= Available data =
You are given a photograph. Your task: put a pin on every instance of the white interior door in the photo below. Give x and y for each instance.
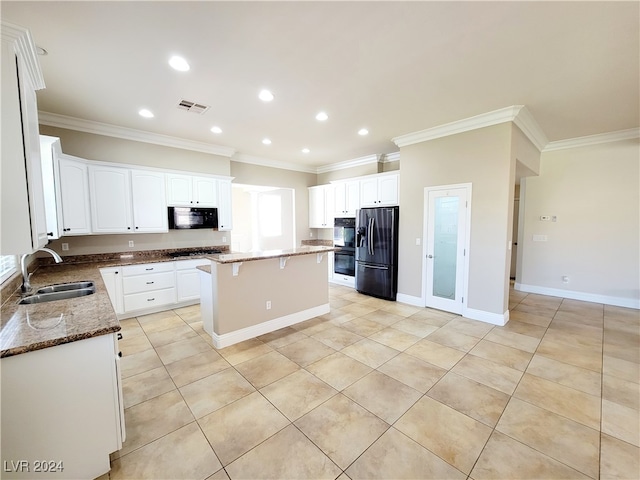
(447, 224)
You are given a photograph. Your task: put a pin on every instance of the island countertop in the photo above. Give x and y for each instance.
(250, 256)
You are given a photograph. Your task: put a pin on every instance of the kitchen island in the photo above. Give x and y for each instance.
(244, 295)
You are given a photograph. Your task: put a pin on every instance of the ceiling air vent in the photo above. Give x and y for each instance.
(192, 107)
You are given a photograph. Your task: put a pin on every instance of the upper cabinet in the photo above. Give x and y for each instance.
(379, 190)
(321, 206)
(24, 227)
(124, 200)
(191, 191)
(346, 198)
(75, 209)
(224, 205)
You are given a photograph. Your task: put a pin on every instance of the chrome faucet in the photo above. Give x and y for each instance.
(26, 285)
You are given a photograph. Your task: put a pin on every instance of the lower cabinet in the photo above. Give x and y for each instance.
(152, 287)
(62, 410)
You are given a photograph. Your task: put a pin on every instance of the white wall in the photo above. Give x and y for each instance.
(595, 194)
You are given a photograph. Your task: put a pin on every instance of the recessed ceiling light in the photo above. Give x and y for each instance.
(179, 63)
(265, 95)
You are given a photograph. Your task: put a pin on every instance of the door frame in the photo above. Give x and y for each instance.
(467, 241)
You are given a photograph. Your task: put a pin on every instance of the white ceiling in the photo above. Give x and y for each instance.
(392, 67)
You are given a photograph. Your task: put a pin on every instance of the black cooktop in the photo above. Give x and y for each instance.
(195, 253)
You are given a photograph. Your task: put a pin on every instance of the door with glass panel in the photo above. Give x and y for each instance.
(446, 246)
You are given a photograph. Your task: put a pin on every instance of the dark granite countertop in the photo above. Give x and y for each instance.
(26, 328)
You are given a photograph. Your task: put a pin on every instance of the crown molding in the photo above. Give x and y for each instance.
(391, 157)
(265, 162)
(515, 113)
(593, 140)
(356, 162)
(89, 126)
(26, 48)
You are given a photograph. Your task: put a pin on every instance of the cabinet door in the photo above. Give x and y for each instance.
(388, 190)
(110, 189)
(352, 197)
(149, 201)
(74, 195)
(179, 190)
(205, 192)
(339, 199)
(224, 205)
(369, 192)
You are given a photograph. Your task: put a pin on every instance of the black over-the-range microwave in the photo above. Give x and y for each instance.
(189, 217)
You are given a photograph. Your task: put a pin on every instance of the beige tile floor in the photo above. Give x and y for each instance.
(378, 389)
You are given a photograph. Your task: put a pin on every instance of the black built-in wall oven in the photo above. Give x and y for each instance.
(344, 236)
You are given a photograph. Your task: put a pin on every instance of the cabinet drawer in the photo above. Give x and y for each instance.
(140, 301)
(191, 264)
(145, 268)
(149, 282)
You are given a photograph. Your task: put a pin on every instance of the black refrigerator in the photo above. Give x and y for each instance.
(377, 252)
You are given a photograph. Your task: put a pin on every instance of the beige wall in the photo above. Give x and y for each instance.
(480, 157)
(111, 149)
(595, 194)
(249, 174)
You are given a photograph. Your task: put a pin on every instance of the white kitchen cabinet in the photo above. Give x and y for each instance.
(188, 279)
(112, 278)
(74, 195)
(148, 286)
(224, 205)
(379, 190)
(149, 201)
(346, 198)
(191, 191)
(63, 404)
(127, 201)
(321, 206)
(24, 227)
(110, 191)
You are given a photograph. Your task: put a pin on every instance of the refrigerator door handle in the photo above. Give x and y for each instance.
(371, 222)
(364, 265)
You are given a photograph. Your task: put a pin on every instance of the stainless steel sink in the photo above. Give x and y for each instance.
(57, 295)
(62, 287)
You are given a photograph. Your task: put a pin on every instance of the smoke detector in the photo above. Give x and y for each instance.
(193, 107)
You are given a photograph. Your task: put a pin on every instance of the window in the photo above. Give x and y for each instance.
(270, 215)
(8, 266)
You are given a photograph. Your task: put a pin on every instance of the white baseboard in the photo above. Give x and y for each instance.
(410, 300)
(231, 338)
(487, 317)
(585, 297)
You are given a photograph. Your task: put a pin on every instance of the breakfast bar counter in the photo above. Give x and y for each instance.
(244, 295)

= Task brief =
All entries should be given again exactly, except that pictures are to be excluded.

= Output below =
You are given a photograph. Your task: put a pin on every instance of the white interior door in the photo below. Give x and y for each instance.
(447, 224)
You are given a photograph. Your task: put a pin on every instance of the island countertop in the photo above. Give x and y for each instance.
(250, 256)
You are given a photograph. Your task: put a pin on every instance of the kitchen island in the photo above. Give x and y for each instance.
(244, 295)
You are given a photograph. Your task: put a pin on every instance of the ceiling air vent in the photo above. Give x and y for each instance.
(192, 107)
You are given a photograph. Your task: put a pin on every instance of the upper cabinet in the photo above. Give x and y for each instance.
(379, 190)
(321, 206)
(24, 227)
(124, 200)
(191, 191)
(346, 198)
(75, 209)
(224, 205)
You are given a photograph. Your task: put a pin on every instance of the chrome faucet in the photo above. Give x and y for each instance.
(26, 285)
You are given a photograph. Your task: put a pin on every instance of the lower cabinet in the photo above. Give x and y for each instance.
(152, 287)
(62, 410)
You are given a photograph. Your task: put a pin on every instance of the white wall in the photo above. Give x and y for each instance.
(595, 194)
You are given a photograph. Your task: put a pin on every instance of the recessed ceiling light in the photo above. Give x and y for each instance.
(179, 63)
(265, 95)
You are given a photograph. Your task: put a pin on every instance of the door frame in the photo above. Give x and y for each instance.
(467, 241)
You are given a photograph. Your task: put a pin on every instance of the white ceiling in the photo above. Give x and y for each instance.
(392, 67)
You are given a photograph. Your task: put a pin on every instance of the black cooktop in the photo above. Give x and y for each instance.
(195, 253)
You are given a photograph. Your task: put a pin on every instance of the door with glass panel in the photo above. Give x and y for each instance.
(446, 246)
You are given a photograph. Your task: put a pin on every instance of the dark granite countertop in the photo above. Give x and y for each instance.
(26, 328)
You are given a photograph. Your task: put a pin on every instance of the crown molding in the photo above. Give x and y for each instance.
(391, 157)
(265, 162)
(515, 113)
(593, 140)
(356, 162)
(89, 126)
(26, 48)
You are given a photograph. Your task: put a pin on every instance of the cabinet door in the photo above. Give x and y for each instance.
(388, 190)
(110, 189)
(352, 197)
(149, 201)
(74, 195)
(179, 190)
(205, 192)
(339, 199)
(224, 205)
(369, 192)
You are given a photograph. Your task: put a pin on every instance of the black over-the-range microwave in the photo above. Give x and y for each instance.
(189, 217)
You are given a photograph. Your task: put a pin on every instance of the beige tile floor in the photo above. Give x and y for each instance.
(378, 389)
You are given a photograph. Your task: put a pin on every instance of the black built-in wall oven in the photo above. Give x and y for each instance.
(344, 236)
You are given a photograph. Your task: put a pin on every instance of the cabinet drawer in the photo above. Give x and y for each instance.
(140, 301)
(191, 264)
(145, 268)
(149, 282)
You are given a photograph. Your task: put a pin on every instance of the black refrigerator in the photo above. Give x and y for each instance.
(377, 252)
You are given a photograph. Your task: put a pin on every instance of the beige wall in the photo above. Give x and y for each instance.
(480, 157)
(111, 149)
(595, 194)
(249, 174)
You are given a photograph. Your task: put a pin on every instance of the white kitchen cabinet in the photo above. Give x and y for each instance.
(188, 279)
(112, 278)
(74, 195)
(148, 286)
(224, 205)
(379, 190)
(149, 201)
(346, 198)
(191, 191)
(63, 404)
(127, 201)
(321, 206)
(24, 227)
(110, 191)
You are given a photograph. Your task: put a pin on every instance of the refrigerator door handle in the photo above. Give x and y for each instance.
(371, 222)
(364, 265)
You are given a photograph. Your task: put a pin on every instance of the stainless steel sink in the photo above. Give x and y for each instance.
(57, 295)
(62, 287)
You are given a photograph. Your task: put a pin on every instance of the smoke detector in the photo above. Give x and y for each instance.
(193, 107)
You are given a photograph. Your task: put a pin on every instance of the window in the photo above. Give x and y for each instance.
(270, 215)
(8, 266)
You are given a photograph. Your task: put a pin on every instance of the white baseboard in the photo above. Give x and y for each instance.
(410, 300)
(231, 338)
(487, 317)
(585, 297)
You are given a photograph. Your task: put a pin on every instance of the breakfast bar counter in the photo above. Give x and y for each instance.
(244, 295)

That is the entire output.